**Provided text**

# What Yardages??



## Arrow (Aug 30, 2002)

OK, I have been playing this game for many years and learned something new. A fellow archer told me that when he sights n for his computer software that he uses 30 and at least 60 for outdoor marks.

What do all of you use for yardages? Do you shoot 5? shoot 3? 30 and 60? 30 and 80?

Arrow


----------



## IGluIt4U (Sep 22, 2004)

I shoot mine thru a chrono.. then print the tapes, and test to be sure they are right... at 80... :wink: If they are right at 80, they should be correct all the way down the line.. more or less.


----------



## Brown Hornet (Aug 8, 2002)

It depends on what I feel my GOOD marks that I shot in where....

But I don't use 20yds if that is what you are asking :wink:

Usu sally I don't use a mark under 35-40yds. At 20yds the margin for error is HUGE. So I shoot and get marks 20-30-40-50-60...then go shoot a half...and fine tune and get at least 3 solid yardages. I don't care what they are....35-50-65....40-50-70...it doesn't really matter.

Then put them in OT2 and print out a sight card...not a tape...then do it again...to fine tune the marks.

In between getting the initial marks and putting them in OT2 sometimes I will do this over a couple weeks tweaking and fine tuning...


----------



## field14 (May 21, 2002)

I site in dead on the line with a 3/4" wide horizontal tape at 30 yards and a 1.5" wide horizontal tape at 60 or 65 yards. I also chronnie the bow and make sure that is in the program too.

**The tasks**
1) Answer these questions about the archery sight yardage thread:
(a) At what distance does IGluIt4U test the printed tapes?
(b) What does Brown Hornet print from OT2 instead of a tape?
(c) How wide is the horizontal tape field14 uses at 30 yards?
2) Copy the passage of the archery sight yardage thread from "OK, I have been" to "for outdoor marks." word for word.
3) Continue the archery sight yardage thread, picking up after its final post.

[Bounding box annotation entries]
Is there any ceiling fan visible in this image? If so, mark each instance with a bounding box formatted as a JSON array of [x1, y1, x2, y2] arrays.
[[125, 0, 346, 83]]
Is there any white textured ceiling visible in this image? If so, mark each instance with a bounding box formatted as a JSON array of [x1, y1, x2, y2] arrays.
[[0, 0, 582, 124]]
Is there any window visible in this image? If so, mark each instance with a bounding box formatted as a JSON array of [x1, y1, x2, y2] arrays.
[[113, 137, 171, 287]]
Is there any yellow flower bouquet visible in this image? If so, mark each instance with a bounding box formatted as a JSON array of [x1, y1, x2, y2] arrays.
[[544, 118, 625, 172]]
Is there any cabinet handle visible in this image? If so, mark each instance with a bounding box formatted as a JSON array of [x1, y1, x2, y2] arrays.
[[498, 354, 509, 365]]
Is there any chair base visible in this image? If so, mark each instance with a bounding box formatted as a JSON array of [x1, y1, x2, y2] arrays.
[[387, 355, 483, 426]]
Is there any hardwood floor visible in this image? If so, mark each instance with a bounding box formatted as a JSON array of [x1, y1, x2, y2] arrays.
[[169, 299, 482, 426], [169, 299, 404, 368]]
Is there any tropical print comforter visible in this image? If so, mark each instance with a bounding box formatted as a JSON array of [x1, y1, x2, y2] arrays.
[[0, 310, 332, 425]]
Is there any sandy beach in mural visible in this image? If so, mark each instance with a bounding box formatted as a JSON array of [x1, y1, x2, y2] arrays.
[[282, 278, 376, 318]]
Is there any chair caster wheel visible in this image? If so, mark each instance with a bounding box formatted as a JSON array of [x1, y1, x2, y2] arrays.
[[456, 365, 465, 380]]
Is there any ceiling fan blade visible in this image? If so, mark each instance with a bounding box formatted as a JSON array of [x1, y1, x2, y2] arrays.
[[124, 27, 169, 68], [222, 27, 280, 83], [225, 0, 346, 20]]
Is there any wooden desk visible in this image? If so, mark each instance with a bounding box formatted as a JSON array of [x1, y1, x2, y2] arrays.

**Exercise answers**
1)
(a) At 80.
(b) A sight card.
(c) 3/4".

2)
OK, I have been playing this game for many years and learned something new. A fellow archer told me that when he sights n for his computer software that he uses 30 and at least 60 for outdoor marks.

3)
Siting in on the horizontal line takes "guess-work" out of a setting....with my bow, I can still be in the "X-ring" on a 30-yard target at 30 yards and very by 14 clicks on the site..>NOT CLOSE ENOUGH, IMHO.

So, with the horizontal line method....I can get it down a LOT closer than that.

Always remember...garbage in, garbage out...those tapes are only as good as the "numbers" you put into the computer program.

field14

field14


----------



## Arrow (Aug 30, 2002)

Thaks folks. I had not though of the tape line or even using a reference card to check all of the yardages.

Arrow


----------



## AKDoug (Aug 27, 2003)

I do the same as Brown Hornet. Try as I might I was never able to get a sight tape from two or three marks ..or using a chrony. I just shot my bow in at every ten yards from 30 on out...then generated a card for the inbetween distances.


----------



## jarlicker (Jul 29, 2002)

I will shoot in a perfect 65 or 80 yard mark. Use that. Then shoot in a 25 yard mark. Program that in. Test the mark by shooting my 20 foot shot. If off at all. I will get a perfect 20 foot mark then tweak my 25 yard mark until the computure gives me that same 20 foot mark I shot in. Then I have a perfect set of marks. Then I write em.


----------



## RchurE (Mar 20, 2007)

I went on Field14's advice last year and used the horizontal tape method and solved all my woes. Since then I've came up with my own variation of it and I only use 20 and 30 yards to do it. 

I shoot at the bottom edge of a piece of paper and I don't quit until half of my point is on it and half is off of it. I do that at 20 and 30 and then input those mark + click values and my tapes (3-D) and charts (Field) have been dead nuts every time. 

I only use 20 and 30 because I feel I can get the most accurate settings there using the fine edge of the paper. It just seems I can split my scope dot well with that edge. 

One of my buddies sighted in his marks yesterday for 20 and 30 and he uses Archer's Advantage. He couldn't figure out why his program was calculating is bow 16 fps slower using those marks. I told him, to try and prove a point, to enter one mark more on his 20 (actually not a full mark, his setting was 10.4 and I told him to enter 11) and then one mark less on his 30 (15 instead of 16) and see what it did to the calculated speed. It made a difference of 34 fps. Now yours may not be that much, it's according to what your sight radius is but he extends his bar all the way out.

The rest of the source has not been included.